There is an abundant discussion about big data, also on the definition of it (e.g. http://whatsthebigdata.com/2012/06/06/a-very-short-history-of-big-data/). I would say for me big data is when I the data becomes so big that you need to shard your databases and create distributed solutions to computational heavy routines on multiple machines e.g. using mahout, pig or some other map/reduce approach http://de.wikipedia.org/wiki/MapReduce.
In comparison to big data, my data is rather small (20.000 Twitter Users, 50 Mio. Tweets, and ~ 50 Mio x 100 Retweets). It fits on one machine and yet creates a lot of problems when dealing with it. I thought I’d write-up some of the solutions I have found when approaching these Social Network specific data problems.
One of they key routines of my work is extracting networks among people. The easiest network are the friend and follower connections storing and retrieving those is a problem of its own (which I will cover in another blog post). I will show you why storing ~ 100.000 ties per person in a Mysql database is a bad idea.
The next relevant ties are the @-connections. Which correspond to one person mentioning another person in a tweet. These ties are more interesting since they indicate a stronger relationship between people. But extracting them is also a bit harder. Why? Well, if we have 20.000 Persons that we want to create a network of @-mentions in between, this also means that we have max 20.000 x 3200 (3200 being the maximum number of tweets we can extract for a person using the Twitter API) Tweets in our database. This means around ~ 50 Mio of tweets, where each tweet has to be searched for the occurrence of one of the 20.000 usernames. This leads to algorithm #1:
Suppose that in project we are having our 20.000 people, that we want to analyze the network between. In usernames we are storing the names that we want to match each tweet against. The algorithm is simple we read the tweets of every person and check:
If the criteria are met we add an edge in the form [From, To, strength] to our network which we store in values. Each mention has a strength of one. At the end we aggregate those ties adding up the ties having the same pairs of users and adding the values. The result is a network containing the @interactions. Great. But we have a problem, which is the time that it takes to compute this. Why? Well I’ve created a toy sample to show you. It contains 57 people and ~ 120.000 tweets with up to 100 retweets for each tweet. The time it takes to generate the network between them is almost 32 seconds.
This looks good, but if we start to match each tweet against 20.000 people instead of 57 people our performance goes down drastically from around 0.5 seconds per person to almost 60-80 seconds per person. If we now extrapolate from this (60seconds/person * 20.000 Persons)/(3600*24) ~ 10-15 days!! It will take around two weeks to generate this rather small network of 20k people, plus we can never be sure if this process won’t crash because we have used up all the memory of the machine. What to do?

Listing:
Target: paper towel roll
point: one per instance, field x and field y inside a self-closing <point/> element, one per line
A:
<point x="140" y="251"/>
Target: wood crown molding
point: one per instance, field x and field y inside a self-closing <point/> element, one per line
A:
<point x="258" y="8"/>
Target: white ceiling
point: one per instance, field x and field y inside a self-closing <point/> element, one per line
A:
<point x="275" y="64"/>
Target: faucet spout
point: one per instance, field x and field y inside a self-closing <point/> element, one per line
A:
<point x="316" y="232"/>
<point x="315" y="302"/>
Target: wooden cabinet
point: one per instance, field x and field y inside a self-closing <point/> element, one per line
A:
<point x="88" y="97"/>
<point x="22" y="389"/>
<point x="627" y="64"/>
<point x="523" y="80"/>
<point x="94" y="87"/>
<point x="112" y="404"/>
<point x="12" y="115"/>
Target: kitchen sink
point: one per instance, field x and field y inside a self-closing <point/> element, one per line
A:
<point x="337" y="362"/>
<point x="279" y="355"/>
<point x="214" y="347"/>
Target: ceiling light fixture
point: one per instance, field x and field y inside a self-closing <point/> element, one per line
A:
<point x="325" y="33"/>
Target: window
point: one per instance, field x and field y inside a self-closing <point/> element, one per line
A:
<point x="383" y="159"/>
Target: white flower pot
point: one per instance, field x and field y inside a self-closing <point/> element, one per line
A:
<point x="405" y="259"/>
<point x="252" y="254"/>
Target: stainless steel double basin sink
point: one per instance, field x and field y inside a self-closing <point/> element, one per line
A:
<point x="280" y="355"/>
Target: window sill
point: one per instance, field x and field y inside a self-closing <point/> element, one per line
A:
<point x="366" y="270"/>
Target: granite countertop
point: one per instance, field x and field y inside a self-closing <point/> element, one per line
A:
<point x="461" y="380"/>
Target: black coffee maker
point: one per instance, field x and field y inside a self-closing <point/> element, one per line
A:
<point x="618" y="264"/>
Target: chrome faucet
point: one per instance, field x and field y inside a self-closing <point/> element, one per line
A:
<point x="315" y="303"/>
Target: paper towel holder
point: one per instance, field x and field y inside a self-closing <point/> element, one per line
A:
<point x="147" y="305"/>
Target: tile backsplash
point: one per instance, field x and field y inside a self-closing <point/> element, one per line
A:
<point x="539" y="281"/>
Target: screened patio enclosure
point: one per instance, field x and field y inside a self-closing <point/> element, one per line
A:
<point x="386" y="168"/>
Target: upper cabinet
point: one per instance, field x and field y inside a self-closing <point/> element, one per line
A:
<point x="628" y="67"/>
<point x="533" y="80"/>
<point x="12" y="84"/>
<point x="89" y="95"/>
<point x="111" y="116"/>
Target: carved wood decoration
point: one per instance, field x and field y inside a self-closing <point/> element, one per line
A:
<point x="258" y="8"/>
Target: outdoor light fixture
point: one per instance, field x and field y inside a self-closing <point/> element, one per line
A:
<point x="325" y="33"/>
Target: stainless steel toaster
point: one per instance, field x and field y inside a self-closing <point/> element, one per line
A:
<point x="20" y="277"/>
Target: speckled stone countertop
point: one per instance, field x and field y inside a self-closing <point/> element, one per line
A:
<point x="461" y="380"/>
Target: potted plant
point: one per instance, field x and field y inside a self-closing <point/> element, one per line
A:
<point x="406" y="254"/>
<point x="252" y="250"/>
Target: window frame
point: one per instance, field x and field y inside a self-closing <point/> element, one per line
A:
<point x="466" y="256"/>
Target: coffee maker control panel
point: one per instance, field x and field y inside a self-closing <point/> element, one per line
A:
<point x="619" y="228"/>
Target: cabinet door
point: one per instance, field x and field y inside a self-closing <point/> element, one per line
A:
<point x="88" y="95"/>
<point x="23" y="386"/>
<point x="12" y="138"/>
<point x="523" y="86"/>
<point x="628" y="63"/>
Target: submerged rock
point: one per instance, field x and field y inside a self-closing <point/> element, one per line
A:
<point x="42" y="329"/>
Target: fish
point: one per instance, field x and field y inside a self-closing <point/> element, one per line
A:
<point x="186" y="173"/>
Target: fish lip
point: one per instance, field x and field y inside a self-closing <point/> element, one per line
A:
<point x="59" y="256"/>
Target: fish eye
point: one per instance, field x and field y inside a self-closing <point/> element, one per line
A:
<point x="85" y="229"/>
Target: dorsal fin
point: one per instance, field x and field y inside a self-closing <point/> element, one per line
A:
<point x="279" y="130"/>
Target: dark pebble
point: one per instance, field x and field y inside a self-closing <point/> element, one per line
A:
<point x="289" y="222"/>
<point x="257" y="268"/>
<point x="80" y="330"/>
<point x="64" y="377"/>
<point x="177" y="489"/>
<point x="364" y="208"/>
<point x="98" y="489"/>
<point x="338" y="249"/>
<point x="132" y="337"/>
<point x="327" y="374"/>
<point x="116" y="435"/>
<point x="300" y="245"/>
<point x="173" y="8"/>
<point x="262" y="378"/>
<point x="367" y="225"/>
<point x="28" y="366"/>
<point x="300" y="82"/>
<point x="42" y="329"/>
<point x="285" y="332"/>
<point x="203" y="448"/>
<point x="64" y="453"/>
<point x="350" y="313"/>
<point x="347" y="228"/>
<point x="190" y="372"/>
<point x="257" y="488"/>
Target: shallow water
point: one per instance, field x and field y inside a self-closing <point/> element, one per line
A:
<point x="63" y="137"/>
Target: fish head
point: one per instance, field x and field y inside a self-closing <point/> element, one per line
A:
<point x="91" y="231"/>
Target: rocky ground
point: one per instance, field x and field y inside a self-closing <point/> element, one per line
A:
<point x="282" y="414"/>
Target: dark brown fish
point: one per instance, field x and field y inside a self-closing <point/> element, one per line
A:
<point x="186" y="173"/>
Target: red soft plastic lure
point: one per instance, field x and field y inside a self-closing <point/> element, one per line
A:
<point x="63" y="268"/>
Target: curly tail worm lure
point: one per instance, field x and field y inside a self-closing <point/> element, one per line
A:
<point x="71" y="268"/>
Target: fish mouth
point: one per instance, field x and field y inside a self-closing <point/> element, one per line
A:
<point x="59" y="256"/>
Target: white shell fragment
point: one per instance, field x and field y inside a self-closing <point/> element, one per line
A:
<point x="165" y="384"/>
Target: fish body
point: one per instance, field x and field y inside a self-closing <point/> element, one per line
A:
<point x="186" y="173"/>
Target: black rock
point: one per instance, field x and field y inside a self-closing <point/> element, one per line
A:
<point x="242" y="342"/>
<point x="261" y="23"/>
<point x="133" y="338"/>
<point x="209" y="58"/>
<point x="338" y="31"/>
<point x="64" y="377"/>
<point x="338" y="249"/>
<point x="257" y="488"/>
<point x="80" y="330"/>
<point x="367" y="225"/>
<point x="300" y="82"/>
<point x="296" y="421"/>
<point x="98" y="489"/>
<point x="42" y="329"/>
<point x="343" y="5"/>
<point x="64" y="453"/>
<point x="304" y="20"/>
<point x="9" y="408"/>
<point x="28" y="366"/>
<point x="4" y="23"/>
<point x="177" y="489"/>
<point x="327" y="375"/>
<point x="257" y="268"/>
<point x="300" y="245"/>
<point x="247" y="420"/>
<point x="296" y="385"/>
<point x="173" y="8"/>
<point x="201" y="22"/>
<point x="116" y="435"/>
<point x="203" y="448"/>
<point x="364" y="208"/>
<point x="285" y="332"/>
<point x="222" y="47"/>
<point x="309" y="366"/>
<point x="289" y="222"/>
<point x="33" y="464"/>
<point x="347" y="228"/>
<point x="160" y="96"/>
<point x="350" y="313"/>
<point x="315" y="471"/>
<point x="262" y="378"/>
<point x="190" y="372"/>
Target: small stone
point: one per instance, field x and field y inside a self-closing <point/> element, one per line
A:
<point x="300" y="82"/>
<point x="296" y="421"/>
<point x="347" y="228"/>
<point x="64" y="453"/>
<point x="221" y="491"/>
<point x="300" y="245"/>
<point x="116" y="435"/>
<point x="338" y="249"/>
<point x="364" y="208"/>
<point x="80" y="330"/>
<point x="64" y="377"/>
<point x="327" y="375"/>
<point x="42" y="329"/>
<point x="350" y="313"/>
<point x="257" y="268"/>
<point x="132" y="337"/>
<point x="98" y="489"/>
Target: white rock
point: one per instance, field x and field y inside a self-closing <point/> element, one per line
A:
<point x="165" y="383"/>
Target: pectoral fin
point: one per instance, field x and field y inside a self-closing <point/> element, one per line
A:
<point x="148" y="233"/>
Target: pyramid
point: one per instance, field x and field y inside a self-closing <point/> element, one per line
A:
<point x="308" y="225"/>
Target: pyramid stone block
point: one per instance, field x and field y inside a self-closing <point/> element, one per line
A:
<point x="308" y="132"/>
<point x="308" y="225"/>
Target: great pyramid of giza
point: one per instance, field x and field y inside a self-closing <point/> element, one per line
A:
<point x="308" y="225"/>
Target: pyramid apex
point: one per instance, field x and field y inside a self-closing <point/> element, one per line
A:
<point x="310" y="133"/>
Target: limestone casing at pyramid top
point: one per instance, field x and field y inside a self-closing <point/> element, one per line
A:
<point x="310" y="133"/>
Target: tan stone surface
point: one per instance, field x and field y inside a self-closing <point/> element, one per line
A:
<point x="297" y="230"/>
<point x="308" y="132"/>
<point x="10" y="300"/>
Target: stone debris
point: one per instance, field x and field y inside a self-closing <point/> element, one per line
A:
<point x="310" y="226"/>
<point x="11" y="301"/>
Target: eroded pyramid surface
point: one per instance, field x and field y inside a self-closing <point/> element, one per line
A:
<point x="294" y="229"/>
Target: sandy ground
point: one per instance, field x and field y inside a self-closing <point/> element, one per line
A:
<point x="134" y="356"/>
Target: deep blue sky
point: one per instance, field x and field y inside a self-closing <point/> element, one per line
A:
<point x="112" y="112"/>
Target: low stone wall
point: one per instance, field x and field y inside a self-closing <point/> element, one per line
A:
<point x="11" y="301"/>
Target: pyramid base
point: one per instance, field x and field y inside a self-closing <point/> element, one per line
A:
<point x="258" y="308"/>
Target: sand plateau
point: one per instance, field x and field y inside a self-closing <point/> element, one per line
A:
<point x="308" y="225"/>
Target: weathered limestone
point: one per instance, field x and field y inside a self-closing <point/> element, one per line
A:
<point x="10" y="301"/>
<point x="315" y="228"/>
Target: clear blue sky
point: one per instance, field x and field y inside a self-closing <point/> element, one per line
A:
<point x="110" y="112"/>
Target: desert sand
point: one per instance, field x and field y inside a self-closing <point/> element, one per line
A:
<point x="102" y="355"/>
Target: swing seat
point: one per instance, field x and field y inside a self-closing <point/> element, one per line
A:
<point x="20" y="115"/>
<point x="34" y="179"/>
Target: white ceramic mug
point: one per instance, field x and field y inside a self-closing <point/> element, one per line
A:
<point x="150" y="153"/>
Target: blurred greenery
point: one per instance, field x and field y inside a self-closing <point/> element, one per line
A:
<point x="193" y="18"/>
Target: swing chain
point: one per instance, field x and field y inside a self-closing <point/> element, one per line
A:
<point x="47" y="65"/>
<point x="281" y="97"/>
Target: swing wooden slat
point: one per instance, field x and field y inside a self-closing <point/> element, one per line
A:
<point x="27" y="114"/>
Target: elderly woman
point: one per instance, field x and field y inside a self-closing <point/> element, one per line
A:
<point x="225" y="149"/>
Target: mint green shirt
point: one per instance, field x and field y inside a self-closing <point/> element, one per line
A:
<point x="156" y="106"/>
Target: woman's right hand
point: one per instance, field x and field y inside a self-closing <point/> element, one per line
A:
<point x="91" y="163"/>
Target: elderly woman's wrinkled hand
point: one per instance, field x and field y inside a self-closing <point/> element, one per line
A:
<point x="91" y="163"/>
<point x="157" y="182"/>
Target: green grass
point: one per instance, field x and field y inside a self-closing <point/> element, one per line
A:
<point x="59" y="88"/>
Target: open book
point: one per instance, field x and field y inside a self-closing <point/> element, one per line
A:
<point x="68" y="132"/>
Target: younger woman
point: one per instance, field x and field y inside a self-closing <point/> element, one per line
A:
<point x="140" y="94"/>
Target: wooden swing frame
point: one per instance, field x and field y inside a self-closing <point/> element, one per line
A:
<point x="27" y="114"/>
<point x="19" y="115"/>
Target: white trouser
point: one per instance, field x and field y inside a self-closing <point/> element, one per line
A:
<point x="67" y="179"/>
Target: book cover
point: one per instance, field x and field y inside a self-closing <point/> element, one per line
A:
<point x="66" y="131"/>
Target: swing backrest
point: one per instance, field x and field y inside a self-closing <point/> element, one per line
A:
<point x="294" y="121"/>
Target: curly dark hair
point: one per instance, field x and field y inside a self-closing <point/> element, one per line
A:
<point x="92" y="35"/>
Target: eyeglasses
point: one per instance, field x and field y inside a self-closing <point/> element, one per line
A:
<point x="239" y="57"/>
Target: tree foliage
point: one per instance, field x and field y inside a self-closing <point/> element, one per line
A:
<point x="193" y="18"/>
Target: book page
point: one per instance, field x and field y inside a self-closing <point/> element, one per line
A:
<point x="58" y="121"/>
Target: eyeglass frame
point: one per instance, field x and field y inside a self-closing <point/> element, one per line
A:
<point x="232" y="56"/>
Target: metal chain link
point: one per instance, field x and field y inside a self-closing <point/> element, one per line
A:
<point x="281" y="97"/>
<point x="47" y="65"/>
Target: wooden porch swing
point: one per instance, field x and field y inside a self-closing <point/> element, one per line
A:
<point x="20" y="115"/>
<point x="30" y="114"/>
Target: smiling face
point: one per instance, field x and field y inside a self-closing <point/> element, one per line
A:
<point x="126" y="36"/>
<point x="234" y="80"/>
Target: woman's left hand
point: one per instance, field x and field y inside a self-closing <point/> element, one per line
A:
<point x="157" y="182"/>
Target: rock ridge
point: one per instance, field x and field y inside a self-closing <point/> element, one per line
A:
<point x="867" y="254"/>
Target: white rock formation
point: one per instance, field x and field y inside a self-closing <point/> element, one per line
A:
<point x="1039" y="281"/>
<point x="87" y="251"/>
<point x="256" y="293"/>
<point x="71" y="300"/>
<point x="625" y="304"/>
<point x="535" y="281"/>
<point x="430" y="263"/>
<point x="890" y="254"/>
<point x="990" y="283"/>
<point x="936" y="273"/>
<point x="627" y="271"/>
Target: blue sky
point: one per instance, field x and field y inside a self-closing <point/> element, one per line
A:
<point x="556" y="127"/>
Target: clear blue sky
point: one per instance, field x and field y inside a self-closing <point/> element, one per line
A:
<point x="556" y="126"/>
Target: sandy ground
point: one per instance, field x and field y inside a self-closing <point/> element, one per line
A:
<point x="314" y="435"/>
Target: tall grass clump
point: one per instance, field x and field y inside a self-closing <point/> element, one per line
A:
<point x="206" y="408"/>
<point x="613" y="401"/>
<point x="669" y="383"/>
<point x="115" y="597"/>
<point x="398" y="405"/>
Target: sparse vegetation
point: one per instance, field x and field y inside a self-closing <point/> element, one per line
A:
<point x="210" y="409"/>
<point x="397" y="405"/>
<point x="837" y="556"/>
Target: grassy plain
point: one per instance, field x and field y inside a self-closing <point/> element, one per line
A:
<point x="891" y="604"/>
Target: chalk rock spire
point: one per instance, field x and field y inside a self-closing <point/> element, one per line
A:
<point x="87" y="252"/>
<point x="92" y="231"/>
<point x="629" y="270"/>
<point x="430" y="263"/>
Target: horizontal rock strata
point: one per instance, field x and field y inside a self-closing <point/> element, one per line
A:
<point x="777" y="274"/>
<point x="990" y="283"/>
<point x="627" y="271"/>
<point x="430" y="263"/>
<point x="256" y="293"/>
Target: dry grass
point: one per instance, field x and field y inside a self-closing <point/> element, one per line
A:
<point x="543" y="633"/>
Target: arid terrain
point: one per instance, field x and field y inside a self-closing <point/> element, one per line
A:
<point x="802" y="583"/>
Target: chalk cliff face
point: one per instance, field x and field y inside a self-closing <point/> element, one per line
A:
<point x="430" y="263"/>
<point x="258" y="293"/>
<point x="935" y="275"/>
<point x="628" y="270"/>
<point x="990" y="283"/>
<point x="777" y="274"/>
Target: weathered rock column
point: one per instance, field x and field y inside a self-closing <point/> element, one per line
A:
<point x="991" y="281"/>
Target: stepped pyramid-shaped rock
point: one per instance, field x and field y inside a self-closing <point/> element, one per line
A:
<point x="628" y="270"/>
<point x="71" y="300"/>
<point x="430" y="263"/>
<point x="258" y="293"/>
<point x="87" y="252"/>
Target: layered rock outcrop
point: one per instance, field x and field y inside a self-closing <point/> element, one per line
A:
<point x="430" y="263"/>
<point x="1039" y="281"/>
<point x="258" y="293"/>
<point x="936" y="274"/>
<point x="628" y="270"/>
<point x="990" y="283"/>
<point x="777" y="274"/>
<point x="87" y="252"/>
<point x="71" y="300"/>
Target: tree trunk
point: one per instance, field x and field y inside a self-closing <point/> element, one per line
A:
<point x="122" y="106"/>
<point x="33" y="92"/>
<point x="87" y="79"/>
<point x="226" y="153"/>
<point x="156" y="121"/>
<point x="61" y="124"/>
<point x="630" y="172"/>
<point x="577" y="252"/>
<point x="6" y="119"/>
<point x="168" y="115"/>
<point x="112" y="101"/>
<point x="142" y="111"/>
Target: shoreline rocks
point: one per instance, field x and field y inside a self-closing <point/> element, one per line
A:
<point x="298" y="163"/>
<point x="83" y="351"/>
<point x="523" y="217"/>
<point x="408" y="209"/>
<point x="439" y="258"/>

Given problem 1: Copy the passage of the post on Twitter mention networks from "In comparison to" to "specific data problems.".
Given problem 2: Proceed with the post on extracting Twitter mention networks, continuing it from its final sentence.

Final answer 1:
In comparison to big data, my data is rather small (20.000 Twitter Users, 50 Mio. Tweets, and ~ 50 Mio x 100 Retweets). It fits on one machine and yet creates a lot of problems when dealing with it. I thought I’d write-up some of the solutions I have found when approaching these Social Network specific data problems.

Final answer 2:
I have mentioned delayed job https://github.com/collectiveidea/delayed_job which is a great gem to be able to create tons of small jobs which can then be processed in parallel by a multitude of workers. We will create a job for each person, write down the results of the job in a csv file and then at the end aggregate all jobs results. This results in algorithm #2:
I’ve created three methods, the first one creates the jobs, one for each person. The second one aggregates the jobs results and is called when all jobs have been processed. The last one is the actual job itself, which is very similar to algorithm #1 except that it saves the output to a csv file instead of an array in the memory. This approach is kind of similar to map reduce since we are in parallel computing the networks for each person and then map or aggregate the results. Additionally I use a method that queries the db periodically to see if the delayed jobs finished their work:
What about the results? For the toy network we get around 21 seconds to finish the jobs. We have improved quite a lot, but how about the 20.000k network. Well sadly the performance did not improve much because the bottleneck is still the same each job has to go through each persons’ tweets and find the ones that contain the username. Thus despite now being able to use multiple cores we are stuck with the db bottleneck. What to do?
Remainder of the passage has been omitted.